● **INSTRUCTIONS FOR THE TASK**
Copy each of the records below word for word, keeping every line unchanged.

┌────────

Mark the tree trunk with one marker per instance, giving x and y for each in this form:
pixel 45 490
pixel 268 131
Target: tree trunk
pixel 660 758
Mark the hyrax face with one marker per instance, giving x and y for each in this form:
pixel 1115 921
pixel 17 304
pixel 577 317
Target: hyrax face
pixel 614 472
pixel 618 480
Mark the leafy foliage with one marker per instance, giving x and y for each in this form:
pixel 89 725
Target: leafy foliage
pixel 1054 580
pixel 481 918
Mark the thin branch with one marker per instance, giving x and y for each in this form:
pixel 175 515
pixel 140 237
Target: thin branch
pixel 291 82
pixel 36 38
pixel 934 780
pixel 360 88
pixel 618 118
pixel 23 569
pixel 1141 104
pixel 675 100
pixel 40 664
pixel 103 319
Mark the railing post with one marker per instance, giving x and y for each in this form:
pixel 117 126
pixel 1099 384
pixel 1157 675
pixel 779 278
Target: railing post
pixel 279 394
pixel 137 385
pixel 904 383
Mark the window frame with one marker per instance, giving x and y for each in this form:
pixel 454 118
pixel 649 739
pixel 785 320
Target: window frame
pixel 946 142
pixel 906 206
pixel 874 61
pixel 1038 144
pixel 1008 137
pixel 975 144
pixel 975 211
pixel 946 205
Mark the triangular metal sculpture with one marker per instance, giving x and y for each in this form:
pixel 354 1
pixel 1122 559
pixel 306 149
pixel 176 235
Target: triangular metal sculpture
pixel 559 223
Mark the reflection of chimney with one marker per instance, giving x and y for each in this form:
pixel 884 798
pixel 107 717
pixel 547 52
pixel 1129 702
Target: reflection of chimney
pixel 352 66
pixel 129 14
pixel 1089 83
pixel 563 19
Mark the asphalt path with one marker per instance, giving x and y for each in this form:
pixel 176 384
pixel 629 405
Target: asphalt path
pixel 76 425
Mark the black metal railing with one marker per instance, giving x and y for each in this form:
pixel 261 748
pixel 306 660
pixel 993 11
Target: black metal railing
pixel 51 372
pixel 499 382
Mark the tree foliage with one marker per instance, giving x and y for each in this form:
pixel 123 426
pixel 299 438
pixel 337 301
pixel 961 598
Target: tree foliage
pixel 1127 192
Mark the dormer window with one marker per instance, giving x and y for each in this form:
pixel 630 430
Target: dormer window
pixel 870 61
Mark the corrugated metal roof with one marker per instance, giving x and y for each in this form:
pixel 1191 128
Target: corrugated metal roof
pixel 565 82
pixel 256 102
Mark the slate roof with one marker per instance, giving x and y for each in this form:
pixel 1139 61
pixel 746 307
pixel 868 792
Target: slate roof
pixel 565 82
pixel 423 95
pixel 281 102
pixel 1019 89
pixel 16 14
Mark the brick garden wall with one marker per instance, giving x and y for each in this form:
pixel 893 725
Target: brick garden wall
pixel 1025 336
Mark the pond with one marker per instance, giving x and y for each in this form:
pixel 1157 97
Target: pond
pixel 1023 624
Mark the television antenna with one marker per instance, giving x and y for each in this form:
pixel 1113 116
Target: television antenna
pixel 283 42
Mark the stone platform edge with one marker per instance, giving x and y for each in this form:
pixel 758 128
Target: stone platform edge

└────────

● **THE OUTPUT**
Mark the tree trunk with one marker per instance, giving x and y for each in this form:
pixel 45 490
pixel 268 131
Target: tree trunk
pixel 660 758
Mark the hyrax face with one marker per instance, giving x and y for each in this form:
pixel 1115 921
pixel 17 304
pixel 577 317
Target: hyrax face
pixel 614 472
pixel 618 480
Mark the leafy foliage with one marker per instance, giving x and y for each in this form:
pixel 89 725
Target: leafy foliage
pixel 1054 580
pixel 481 918
Mark the thin branch with one marker per instance, giving x and y for each in this form:
pixel 175 515
pixel 140 237
Target: thin branch
pixel 291 82
pixel 36 38
pixel 934 780
pixel 360 88
pixel 618 118
pixel 23 569
pixel 1141 104
pixel 675 100
pixel 40 664
pixel 103 319
Mark the railing post with one marker per instance, giving x and y for each in this form:
pixel 117 126
pixel 1099 384
pixel 1157 675
pixel 779 278
Target: railing post
pixel 279 394
pixel 137 385
pixel 904 383
Mark the window frame with one marker per instance, giving x and y for each in this form:
pixel 454 118
pixel 649 739
pixel 785 320
Target: window frame
pixel 946 142
pixel 906 206
pixel 874 61
pixel 1038 144
pixel 1008 137
pixel 975 144
pixel 975 211
pixel 946 205
Mark the triangular metal sculpture with one marker per instance, giving x and y for each in this form:
pixel 354 1
pixel 1122 559
pixel 306 149
pixel 176 235
Target: triangular metal sculpture
pixel 559 223
Mark the reflection of chimney with one marker per instance, giving x and y for each in this form:
pixel 884 798
pixel 107 717
pixel 547 52
pixel 1129 702
Target: reflection of chimney
pixel 352 66
pixel 129 14
pixel 1089 83
pixel 563 19
Mark the asphalt path with one marker per instance, giving x and y for each in this form:
pixel 176 384
pixel 629 405
Target: asphalt path
pixel 76 425
Mark the black metal railing with one marker per instance, giving x and y for each in this form:
pixel 261 748
pixel 306 660
pixel 993 11
Target: black metal railing
pixel 51 372
pixel 499 382
Mark the tree foliage with one marker per instance, giving x and y for each in this form:
pixel 123 426
pixel 299 438
pixel 337 301
pixel 961 598
Target: tree foliage
pixel 1127 192
Mark the dormer window with one marker per instance, giving x and y for each in this form:
pixel 630 430
Target: dormer window
pixel 870 61
Mark the corrugated metal roof with one marker per instance, giving x and y for each in this form:
pixel 1191 128
Target: corrugated metal roof
pixel 565 82
pixel 256 102
Mark the slate roof with one marker per instance, giving x and y for each in this form:
pixel 1139 61
pixel 746 307
pixel 868 792
Target: slate roof
pixel 565 82
pixel 423 95
pixel 281 102
pixel 1019 89
pixel 16 14
Mark the brick garden wall with one marker per instance, giving x and y for each in this form:
pixel 893 725
Target: brick garden wall
pixel 1025 336
Mark the pond with one marker per instance, giving x and y for each in this form:
pixel 1157 97
Target: pond
pixel 1023 624
Mark the television antenna with one marker per instance, giving x and y for each in this form:
pixel 1113 116
Target: television antenna
pixel 283 42
Mark the stone platform edge with one marker per instance, giving x and y for each in this form:
pixel 758 128
Target: stone platform edge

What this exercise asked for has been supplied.